-- start --

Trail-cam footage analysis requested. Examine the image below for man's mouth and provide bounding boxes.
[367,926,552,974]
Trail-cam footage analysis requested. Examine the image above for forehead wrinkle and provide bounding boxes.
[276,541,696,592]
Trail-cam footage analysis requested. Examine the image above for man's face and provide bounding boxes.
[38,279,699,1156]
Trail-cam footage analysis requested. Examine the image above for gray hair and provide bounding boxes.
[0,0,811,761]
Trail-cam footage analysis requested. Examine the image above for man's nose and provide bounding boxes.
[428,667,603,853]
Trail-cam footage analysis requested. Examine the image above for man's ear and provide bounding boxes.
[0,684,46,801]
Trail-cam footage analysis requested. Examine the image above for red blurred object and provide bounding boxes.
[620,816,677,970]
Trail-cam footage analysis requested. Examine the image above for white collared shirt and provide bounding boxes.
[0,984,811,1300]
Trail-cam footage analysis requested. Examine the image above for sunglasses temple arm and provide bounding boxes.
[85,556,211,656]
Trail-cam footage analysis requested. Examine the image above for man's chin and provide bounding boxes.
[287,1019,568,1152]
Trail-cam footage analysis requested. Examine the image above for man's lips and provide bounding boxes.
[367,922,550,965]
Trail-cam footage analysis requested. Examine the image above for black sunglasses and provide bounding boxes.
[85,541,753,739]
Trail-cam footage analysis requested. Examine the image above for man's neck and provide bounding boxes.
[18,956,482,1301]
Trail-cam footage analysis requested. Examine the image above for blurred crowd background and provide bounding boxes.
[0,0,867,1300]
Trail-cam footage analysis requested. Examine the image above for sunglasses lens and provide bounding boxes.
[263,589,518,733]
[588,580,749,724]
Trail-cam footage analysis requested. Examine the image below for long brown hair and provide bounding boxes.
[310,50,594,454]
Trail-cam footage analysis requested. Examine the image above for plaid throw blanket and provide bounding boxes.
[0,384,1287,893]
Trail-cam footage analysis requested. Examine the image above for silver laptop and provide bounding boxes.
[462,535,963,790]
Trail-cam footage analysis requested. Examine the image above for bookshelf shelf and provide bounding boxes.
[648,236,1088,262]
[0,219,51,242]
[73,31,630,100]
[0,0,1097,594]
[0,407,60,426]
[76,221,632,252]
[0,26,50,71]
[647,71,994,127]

-- end --

Render all of the material above as a two-column CSV with the headers input and output. Give one row for each piece of text and the answer after it. Put each in its own quoted field, and replace any line breaks within a field with spaces.

input,output
"Trail-cam footage analysis requested. Examine the image below for man's mouth and provide bounding boxes.","[367,926,552,974]"
"Trail-cam footage analysis requested. Examine the image above for forehead wrinkle and provide bounding boxes.","[276,541,696,592]"
"Trail-cam footage analysis requested. Examine the image above for man's face and provide bounding boxes.","[38,279,699,1156]"
"Trail-cam footage analysis requested. Examine the image above for gray hair and provide bounding boxes.","[0,0,811,761]"
"Trail-cam footage analysis requested. Examine the image above for man's nose and provide bounding boxes.","[428,667,603,853]"
"Trail-cam footage analysis requested. Examine the image above for man's ear and provide bounding boxes.","[0,684,46,801]"
"Trail-cam footage analysis requested. Examine the image above for red blurred object and provide bounding boxes.","[620,816,677,970]"
"Trail-cam footage analysis requested. Examine the image above for white collared shirt and provide bounding boxes.","[0,984,811,1300]"
"Trail-cam footage analysis requested. Examine the image above for sunglasses temple arm and provide bounding boxes.","[85,556,211,656]"
"Trail-cam footage analysis requested. Examine the image above for man's chin and provide bounding boxes.","[287,1019,568,1152]"
"Trail-cam footage analysis requested. Examine the image above for man's lips and provide bounding boxes.","[367,922,550,965]"
"Trail-cam footage analysis requested. Examine the image above for black sunglasses and provide bounding boxes.","[85,541,753,739]"
"Trail-cam footage analysis requested. Examine the image above for man's neck and provide bounding boxes.","[18,956,482,1301]"
"Trail-cam footage analysis requested. Examine the image above for blurred crowd background and provide bounding boxes.","[0,0,867,1300]"
"Trail-cam footage analysis requested. Examine the image above for sunglasses lens and provide bounding boxes.","[263,589,518,733] [588,580,749,724]"
"Trail-cam footage analysis requested. Examine the image below for long brown hair and provide bounding boxes.","[310,50,594,454]"
"Trail-cam footage analysis requested. Examine the image above for plaid throw blanket and provide bounding boxes.","[0,384,1287,893]"
"Trail-cam footage analysis requested. Examine the image above for silver laptop and provide bounding boxes.","[462,535,963,790]"
"Trail-cam footage analysis requested. Examine the image above for bookshelf shelf and provide bounding boxes.","[648,236,1088,262] [0,219,51,242] [73,31,630,100] [0,0,1097,594] [0,407,60,426] [76,221,632,252] [0,26,50,71] [647,71,994,127]"